--- start of Text passage ---

Editor: William Camponovo
Part I: 58 pp, soft-bound, saddle-stitched
Part II: 63 pp, soft-bound, saddle-stitched
Facsimile Insert: “What is Time?”: soft-bound, saddle-stitched

Known for groundbreaking works such as Africans and Native Americans, Columbus and Other Cannibals, and The American Discovery of Europe—as well as his essential contribution to the institutional realization of Native American and Indigenous Studies—this project aims to present the work of Dr. Jack Forbes to new audiences. The extraordinary and little known autobiographical poems gathered in El-Lay Riots explore the intersection of race, ethnicity, class, and status in Los Angeles during its population boom in the 1930s and 40s. Yet, written in the early 1990s, the poetry also illuminates political and social uprisings in Los Angeles that would ripple outward nationally. Similarly, “What Is Time?” uses the poetic form to address themes that Forbes dwelt on throughout his life, as a poet, scholar, activist, educator, and thinker. Drawing on a range of representative materials from his enormous archive—poetry, position papers, institutional proposals (including his involvement in the creation of D-Q University, as well as in the development of Native American Studies at the University of California, Davis, a model that would be emulated elsewhere), “Yanga Ya” embraces the radical and transformative artistic and intellectual vision of Dr. Jack Forbes.

--- end of Text passage ---
--- start of Dataset extract ---

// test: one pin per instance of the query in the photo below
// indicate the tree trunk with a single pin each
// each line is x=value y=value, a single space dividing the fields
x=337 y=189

--- end of Dataset extract ---

▸ **Short exercise A**
Who does the publication description name as editor?
▸ **Short exercise B**
In the publication description, what roles does the sentence about "What Is Time?" list for Forbes throughout his life?

▸ **Final result A**
William Camponovo

▸ **Final result B**
Poet, scholar, activist, educator, and thinker.